O que fazer:
• A. Reproduza o trecho do texto sobre Star Wars que começa nas palavras "Por Anne Quiangala" e vai até "um problema irresoluto.", inclusive.
• B. Prossiga com a redação do texto sobre Star Wars, partindo da última frase apresentada.

== Texto do documento ==

Interlúdio | The Acolyte focar numa vilã Negra é o (real) problema?
“aos poucos, o mainstream nos lança de forma arbitrária a uma Era supostamente pós- racial. Star Wars, como um produto multigeracional que se renova, a fim de abarcar uma quantidade cada vez maior de consumidores, é um dos vetores mais importantes para a consolidação dessa crença que não vê nem cor nem gênero. Por que você chorou assistindo Rogue One?”
Por Anne Quiangala
Não é novidade para ninguém, que a consolidação da popularidade de Star Wars reside no investimento em uma mensagem ambivalente o bastante para que fãs cujas leituras de mundo são opostas (no mundo “real”) possam se relacionar em uma camada emocional profunda. Durante muito tempo, e especificamente antes da expansão do universo, as obras exploravam noções bastante maniqueístas através de personagens, muitas vezes, planos, que – traindo o interesse de quem produzia – acabavam representando uma imaginação colonialista como um problema irresoluto.

===
== Informações fornecidas ==

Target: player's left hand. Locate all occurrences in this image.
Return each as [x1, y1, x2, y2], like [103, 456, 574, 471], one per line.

===

Respostas por tarefa:
• A.
Por Anne Quiangala
Não é novidade para ninguém, que a consolidação da popularidade de Star Wars reside no investimento em uma mensagem ambivalente o bastante para que fãs cujas leituras de mundo são opostas (no mundo “real”) possam se relacionar em uma camada emocional profunda. Durante muito tempo, e especificamente antes da expansão do universo, as obras exploravam noções bastante maniqueístas através de personagens, muitas vezes, planos, que – traindo o interesse de quem produzia – acabavam representando uma imaginação colonialista como um problema irresoluto.

• B.
Nem todo mundo vai considerar que um homem branco, de sotaque britânico, roupas de tons claros, empunhando um sabre com a arrogância de quem acredita que está certo, significa o que significa: a visão de mundo que domina a sociedade na qual vivemos (por extensão, pra nós, um lacuna que também carrega a nossa crítica a ela). Portanto, nem todo mundo vai compreender que existe uma crítica (no sentido de crise, fratura) ao imperialismo intergaláctico diluída na mensagem dos filmes e animações mais recentes, para além de sabre vermelho, como subtexto, e tudo bem, acessar camadas significativas é uma habilidade que tem sido subestimada... embora seja o que alicerça a relevância de Star Wars; a vida replica as batalhas discursivas que a obra encena.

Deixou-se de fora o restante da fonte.